▶ [Prompt]
Every entry must be repeated exactly. Exclude all pictures.

(Saved entries)
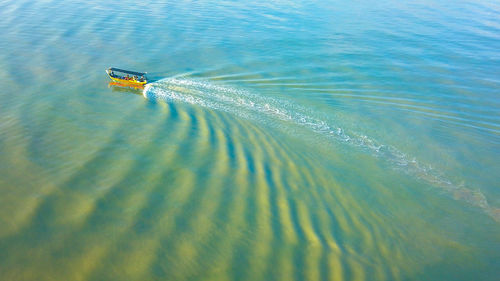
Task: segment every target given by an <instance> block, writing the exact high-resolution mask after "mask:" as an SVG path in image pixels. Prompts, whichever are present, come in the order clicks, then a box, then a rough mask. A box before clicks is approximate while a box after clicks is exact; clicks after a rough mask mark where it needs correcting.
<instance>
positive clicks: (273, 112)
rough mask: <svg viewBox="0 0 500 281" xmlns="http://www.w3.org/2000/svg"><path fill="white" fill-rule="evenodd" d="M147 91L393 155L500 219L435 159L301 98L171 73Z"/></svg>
mask: <svg viewBox="0 0 500 281" xmlns="http://www.w3.org/2000/svg"><path fill="white" fill-rule="evenodd" d="M143 95H144V97H145V98H147V99H150V100H164V101H166V102H175V103H187V104H193V105H197V106H202V107H206V108H211V109H215V110H220V111H224V112H228V113H231V114H235V115H237V116H239V117H242V118H246V119H250V120H257V121H261V122H265V123H266V124H270V123H271V125H277V126H280V127H281V128H283V126H282V123H283V122H285V123H292V124H295V125H298V126H300V127H302V128H305V129H308V130H311V131H314V132H315V133H317V134H320V135H322V136H325V137H327V138H330V139H333V140H335V141H338V142H341V143H345V144H348V145H351V146H355V147H358V148H360V149H362V150H363V151H365V152H367V153H369V154H371V155H373V156H375V157H378V158H381V159H384V160H385V161H388V162H389V163H390V164H391V166H393V168H394V169H397V170H400V171H402V172H404V173H406V174H408V175H411V176H414V177H416V178H418V179H420V180H422V181H424V182H426V183H427V184H430V185H432V186H434V187H438V188H440V189H441V190H443V191H445V192H446V193H448V194H450V195H451V196H453V198H455V199H458V200H462V201H465V202H467V203H469V204H471V205H473V206H476V207H479V208H481V209H482V210H483V211H484V212H486V213H487V214H488V215H490V216H491V217H492V218H493V219H495V220H496V221H498V222H500V209H499V208H493V207H491V206H489V204H488V202H487V200H486V197H485V196H484V194H483V193H482V192H481V191H480V190H473V189H471V188H468V187H466V186H465V185H464V184H463V183H462V184H455V183H453V182H451V181H450V180H448V179H447V178H446V177H444V176H443V175H442V174H441V173H440V172H439V171H437V170H436V169H434V168H432V166H431V165H427V164H422V163H420V162H419V161H417V160H416V158H415V157H412V156H409V155H407V154H405V153H403V152H401V151H399V150H398V149H397V148H395V147H393V146H389V145H384V144H381V143H379V142H377V141H376V140H373V139H371V138H369V137H368V136H366V135H364V134H359V133H356V132H351V131H349V132H346V131H345V130H344V129H343V128H341V127H339V126H336V125H335V124H330V123H329V122H326V121H324V120H321V119H319V118H315V117H312V116H313V114H311V113H310V112H308V110H307V109H305V108H303V107H300V106H299V105H297V104H293V103H290V102H288V101H284V100H278V99H275V98H270V97H262V96H259V95H255V94H252V93H250V92H247V91H244V90H240V89H235V88H231V87H226V86H219V85H215V84H212V83H209V82H204V81H195V80H188V79H177V78H166V79H162V80H159V81H157V82H154V83H151V84H148V85H146V87H145V89H144V91H143Z"/></svg>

▶ [Task output]
Task: segment every target given by an <instance> block, writing the exact high-resolution mask after "mask:" as an SVG path in image pixels. Prompts, whichever are present, come in the order clicks, then a box, then a rough mask. A box before clicks is approximate while a box after clicks is exact; clicks after a rough mask mark where it needs correcting.
<instance>
positive clicks: (273, 112)
rough mask: <svg viewBox="0 0 500 281" xmlns="http://www.w3.org/2000/svg"><path fill="white" fill-rule="evenodd" d="M147 91L393 155L500 219L435 159L301 98L171 73Z"/></svg>
mask: <svg viewBox="0 0 500 281" xmlns="http://www.w3.org/2000/svg"><path fill="white" fill-rule="evenodd" d="M143 95H144V97H145V98H147V99H150V100H164V101H166V102H175V103H187V104H193V105H197V106H202V107H206V108H211V109H215V110H220V111H224V112H228V113H231V114H235V115H237V116H239V117H242V118H246V119H250V120H257V121H261V122H265V123H266V124H270V123H271V125H277V126H280V127H281V128H283V126H282V123H283V122H285V123H292V124H295V125H298V126H300V127H302V128H305V129H308V130H311V131H314V132H315V133H317V134H320V135H322V136H325V137H327V138H330V139H333V140H335V141H338V142H341V143H345V144H348V145H351V146H355V147H358V148H360V149H362V150H363V151H365V152H367V153H369V154H371V155H373V156H375V157H378V158H381V159H384V160H385V161H388V162H389V163H390V164H391V166H393V168H394V169H397V170H400V171H402V172H404V173H406V174H408V175H411V176H414V177H416V178H418V179H420V180H422V181H424V182H426V183H427V184H430V185H432V186H434V187H438V188H440V189H441V190H443V191H445V192H446V193H448V194H450V195H451V196H453V198H455V199H458V200H462V201H465V202H467V203H469V204H471V205H473V206H476V207H479V208H481V209H482V210H483V211H484V212H486V213H487V214H488V215H490V216H491V217H492V218H493V219H495V220H496V221H498V222H500V209H499V208H493V207H491V206H489V204H488V202H487V200H486V197H485V196H484V194H483V193H482V192H481V191H480V190H473V189H471V188H468V187H466V186H465V185H464V184H463V183H462V184H455V183H453V182H451V181H450V180H448V179H447V178H446V177H444V176H443V175H442V174H441V173H440V172H439V171H437V170H436V169H434V168H432V166H431V165H427V164H422V163H420V162H419V161H417V160H416V158H415V157H412V156H409V155H407V154H405V153H403V152H401V151H399V150H398V149H397V148H395V147H393V146H389V145H384V144H381V143H379V142H377V141H376V140H373V139H371V138H369V137H368V136H366V135H364V134H359V133H356V132H351V131H349V132H346V131H345V130H344V129H343V128H341V127H339V126H336V125H335V124H330V123H329V122H326V121H324V120H321V119H319V118H315V117H312V116H313V114H311V113H310V112H308V110H307V109H305V108H303V107H300V106H299V105H297V104H293V103H290V102H288V101H284V100H278V99H275V98H270V97H262V96H259V95H255V94H252V93H250V92H247V91H244V90H240V89H235V88H231V87H226V86H219V85H215V84H212V83H209V82H204V81H195V80H188V79H177V78H166V79H162V80H159V81H157V82H154V83H151V84H148V85H146V87H145V89H144V91H143Z"/></svg>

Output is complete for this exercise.